## WRITTEN EXERCISE
Present the following data again exactly as it is shown.

## DATASET

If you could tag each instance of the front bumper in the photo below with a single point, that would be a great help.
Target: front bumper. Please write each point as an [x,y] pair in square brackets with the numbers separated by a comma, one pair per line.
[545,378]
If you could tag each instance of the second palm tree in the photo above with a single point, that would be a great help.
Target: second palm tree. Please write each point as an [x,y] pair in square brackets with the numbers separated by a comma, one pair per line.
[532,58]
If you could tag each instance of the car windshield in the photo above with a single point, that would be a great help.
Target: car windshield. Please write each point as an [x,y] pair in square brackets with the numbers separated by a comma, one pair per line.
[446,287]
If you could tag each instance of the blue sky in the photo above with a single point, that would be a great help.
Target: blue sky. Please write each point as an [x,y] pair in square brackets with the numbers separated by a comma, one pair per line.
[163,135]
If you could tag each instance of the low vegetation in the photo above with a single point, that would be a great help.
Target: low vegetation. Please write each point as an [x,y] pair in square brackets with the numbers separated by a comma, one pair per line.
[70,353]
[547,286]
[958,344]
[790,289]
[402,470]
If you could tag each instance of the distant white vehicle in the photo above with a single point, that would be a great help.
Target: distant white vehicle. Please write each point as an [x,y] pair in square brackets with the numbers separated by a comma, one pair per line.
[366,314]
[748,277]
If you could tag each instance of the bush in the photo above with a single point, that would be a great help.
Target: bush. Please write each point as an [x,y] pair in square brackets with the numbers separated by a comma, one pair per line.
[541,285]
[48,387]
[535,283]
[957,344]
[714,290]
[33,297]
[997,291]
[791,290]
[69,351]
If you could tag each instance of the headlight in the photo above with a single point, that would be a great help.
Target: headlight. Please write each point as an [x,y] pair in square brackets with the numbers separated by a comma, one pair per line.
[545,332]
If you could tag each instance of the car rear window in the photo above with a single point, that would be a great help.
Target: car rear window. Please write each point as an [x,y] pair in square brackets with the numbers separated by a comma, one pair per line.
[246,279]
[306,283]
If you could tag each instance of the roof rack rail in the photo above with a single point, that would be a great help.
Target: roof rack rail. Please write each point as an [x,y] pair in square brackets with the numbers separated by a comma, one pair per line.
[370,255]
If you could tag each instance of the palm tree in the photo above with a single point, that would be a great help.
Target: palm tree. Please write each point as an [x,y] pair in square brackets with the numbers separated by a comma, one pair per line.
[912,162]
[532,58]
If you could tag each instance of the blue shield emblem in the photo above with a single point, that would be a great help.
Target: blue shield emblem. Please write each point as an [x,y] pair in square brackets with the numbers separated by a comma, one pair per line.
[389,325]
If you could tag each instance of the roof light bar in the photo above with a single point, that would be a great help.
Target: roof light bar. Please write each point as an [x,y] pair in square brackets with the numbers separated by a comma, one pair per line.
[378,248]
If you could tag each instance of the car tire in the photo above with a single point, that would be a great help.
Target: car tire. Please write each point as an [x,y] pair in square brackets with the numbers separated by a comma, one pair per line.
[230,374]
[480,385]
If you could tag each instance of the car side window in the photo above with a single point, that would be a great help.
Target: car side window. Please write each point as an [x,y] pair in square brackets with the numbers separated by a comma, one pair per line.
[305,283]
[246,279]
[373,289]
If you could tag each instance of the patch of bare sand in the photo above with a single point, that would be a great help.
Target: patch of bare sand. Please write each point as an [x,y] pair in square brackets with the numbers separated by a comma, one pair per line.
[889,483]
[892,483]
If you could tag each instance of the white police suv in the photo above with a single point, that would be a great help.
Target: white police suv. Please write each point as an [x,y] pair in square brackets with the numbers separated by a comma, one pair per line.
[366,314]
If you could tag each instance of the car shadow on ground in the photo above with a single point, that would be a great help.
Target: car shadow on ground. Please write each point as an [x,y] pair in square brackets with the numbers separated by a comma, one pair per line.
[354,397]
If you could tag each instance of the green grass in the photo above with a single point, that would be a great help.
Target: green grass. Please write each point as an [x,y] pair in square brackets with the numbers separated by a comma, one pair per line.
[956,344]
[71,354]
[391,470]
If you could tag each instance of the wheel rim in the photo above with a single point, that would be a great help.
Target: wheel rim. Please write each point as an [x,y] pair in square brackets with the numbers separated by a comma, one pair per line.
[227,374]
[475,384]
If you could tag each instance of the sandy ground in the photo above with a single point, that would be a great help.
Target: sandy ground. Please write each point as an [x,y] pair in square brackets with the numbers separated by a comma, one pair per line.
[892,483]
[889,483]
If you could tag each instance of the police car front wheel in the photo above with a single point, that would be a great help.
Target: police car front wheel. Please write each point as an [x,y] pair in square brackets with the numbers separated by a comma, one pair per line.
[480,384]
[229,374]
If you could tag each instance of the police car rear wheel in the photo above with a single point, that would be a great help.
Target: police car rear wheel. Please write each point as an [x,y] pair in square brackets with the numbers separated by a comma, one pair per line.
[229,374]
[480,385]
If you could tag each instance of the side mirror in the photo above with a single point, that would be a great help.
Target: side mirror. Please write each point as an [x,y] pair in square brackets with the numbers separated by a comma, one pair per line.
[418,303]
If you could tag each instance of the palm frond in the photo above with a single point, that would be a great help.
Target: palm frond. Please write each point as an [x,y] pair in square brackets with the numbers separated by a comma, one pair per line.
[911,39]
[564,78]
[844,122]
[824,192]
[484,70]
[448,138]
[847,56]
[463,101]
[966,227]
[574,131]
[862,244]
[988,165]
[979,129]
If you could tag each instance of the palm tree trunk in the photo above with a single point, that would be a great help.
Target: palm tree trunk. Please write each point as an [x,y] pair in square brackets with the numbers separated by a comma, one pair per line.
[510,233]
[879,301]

## RESPONSE TO THIS EXERCISE
If you could tag each instance of the front bumper in the photo below with a single point, that would be a great help.
Target: front bumper. Please write each point as an [x,y] pair in square brackets with the numbers separated by a comma, one pair per line.
[545,378]
If you could tag each instance of the second palm tree in the photo above with a single point, that would be a great help.
Target: second palm tree. Please write each point as an [x,y] pair in square brackets with the numbers separated by a comma, one pair per line.
[532,58]
If you could tag each instance of the car windshield in the photo above with a single point, that would be a great help.
Target: car windshield. Please write each point as an [x,y] pair in square brackets with the numbers separated by a comma, one pair per line.
[446,287]
If you could tag each instance of the blue sky in the photo above with a single point, that would be a great help.
Target: blue sky. Please write each point as an [x,y] pair in square brackets with the numbers separated by a comma, one pair per line.
[163,135]
If you could tag each instance of the low vegetation in the photo above with a single point, that would be a great help.
Target: low vegetation. Please write each point as an [x,y] pair in square brackets with the numbers separated by a comma, one pair per line.
[70,353]
[547,286]
[958,344]
[790,289]
[402,470]
If you could tag each instance of the distant white vehicle in the photo above with a single point, that would be a great help.
Target: distant white vehicle. Please write each point as an [x,y] pair in square brackets with the numbers separated by a comma, one pair per line.
[366,314]
[748,277]
If you could tag each instance of the bush in the photo above with a single point, that would be a great help.
Target: bush. Please write each point as an [x,y] pair in square brackets with the numbers separated by a comma, one pair per line.
[541,285]
[48,387]
[535,283]
[957,344]
[714,290]
[33,297]
[997,291]
[791,290]
[69,351]
If you could tag each instance of the headlight in the photo above with a single point, that would be a great help.
Target: headlight. Please write each point as an [x,y] pair in square brackets with the numbers separated by a comma, one pair per line.
[545,332]
If you could tag each instance of the car rear window in the photo above with a single point, that would be a great help.
Target: car rear window. Please write each point as an [x,y] pair in square brackets with the numbers separated by a comma, one pair per line.
[246,279]
[306,283]
If you could tag each instance of the roof rack rail in the photo above with a single point, that would be a great help.
Target: roof rack rail. Please write each point as an [x,y] pair in square brackets with the numbers separated by a comma, one pair per line.
[370,255]
If you could tag each instance of the palm tree in the photo above with a single point, that would be a great help.
Target: palm tree. Please write each point as an [x,y] pair in square brackets with the numbers separated by a comma, one pair per line.
[912,162]
[532,58]
If you could tag each instance of the blue shield emblem in the photo above with a single point, that would be a great help.
Target: blue shield emblem. Please write each point as an [x,y] pair in square brackets with the numbers separated by a comma, one pair per line.
[389,325]
If you could tag each instance of the roof light bar in the photo above with a single point, that would be a great help.
Target: roof light bar. Please write each point as an [x,y] pair in square brackets with the numbers separated by a comma, one pair per line.
[378,248]
If you could tag each instance of the car tire in the photo above with a single point, that would be a great help.
Target: car tire. Please write each point as an [x,y] pair in square brackets with the numbers separated by a comma, one pair per line.
[230,374]
[480,385]
If you could tag each instance of the car side window in the photo above with a single point, that would be a great help.
Target: car side window. Please write each point as an [x,y] pair in square brackets with the numbers separated by a comma, one pair per line.
[305,283]
[246,279]
[373,289]
If you could tag each instance of the patch of bare sand in the photo above with a single point, that would be a great help.
Target: patch of bare sand. Please write each point as an [x,y] pair in square brackets with the numbers separated by a comma, one pair per line.
[889,483]
[892,483]
If you could tag each instance of the white police suv in the photo above with a single point, that would be a great help.
Target: white police suv. Please write each point as an [x,y] pair in square brackets with the numbers separated by a comma, one pair per line.
[366,314]
If you could tag each instance of the car shadow on ground in the photo above with a single point, that would be a great help.
Target: car shadow on ground. Please write each point as an [x,y] pair in square brackets with the numbers separated by a comma, one pair per line.
[354,397]
If you could tag each instance of the green grass in the photo above with a single point, that would be a great help.
Target: green grass. Please write each point as an [x,y] pair in square brackets with the numbers separated by a comma, one pair per line.
[956,344]
[71,354]
[391,470]
If you could tag each instance of the wheel rim in the photo above with a single point, that would be a great help.
Target: wheel rim. Please write each point as an [x,y] pair in square brackets with the numbers separated by a comma, one pair per line.
[227,374]
[475,384]
If you could tag each instance of the sandy ground in the photo above with a single point, that would be a great help.
Target: sandy ground. Please write each point as an [x,y] pair in square brackets with the numbers separated by a comma, one pair per line.
[892,483]
[889,483]
If you could tag each instance of the police car front wheel in the photo above with a single point, that would be a great help.
Target: police car front wheel. Please write each point as an [x,y] pair in square brackets with the numbers separated by a comma, one pair per line.
[480,384]
[229,374]
If you could tag each instance of the police car rear wheel in the photo above with a single point, that would be a great help.
Target: police car rear wheel. Please write each point as an [x,y] pair in square brackets with the numbers separated by a comma, one pair per line.
[229,374]
[480,385]
If you could tag each instance of the side mirror in the photo above with a single point, that would be a great help.
Target: side mirror. Please write each point as an [x,y] pair in square brackets with the numbers separated by a comma, one pair per line.
[418,303]
If you could tag each instance of the palm frond in the photo above with a single point, that would be a great help.
Target: palm frond. Please write each point as an [x,y] pair in square brackets with the numbers separated by a comma, one pair per line.
[911,39]
[564,78]
[844,122]
[824,192]
[484,70]
[448,138]
[847,56]
[463,101]
[966,227]
[574,131]
[862,244]
[988,165]
[979,129]
If you could tag each instance of the palm tree trunk in the photo above with a single point, that would be a great help.
Target: palm tree trunk. Please write each point as an [x,y] pair in square brackets with the numbers separated by a comma, one pair per line.
[510,233]
[879,301]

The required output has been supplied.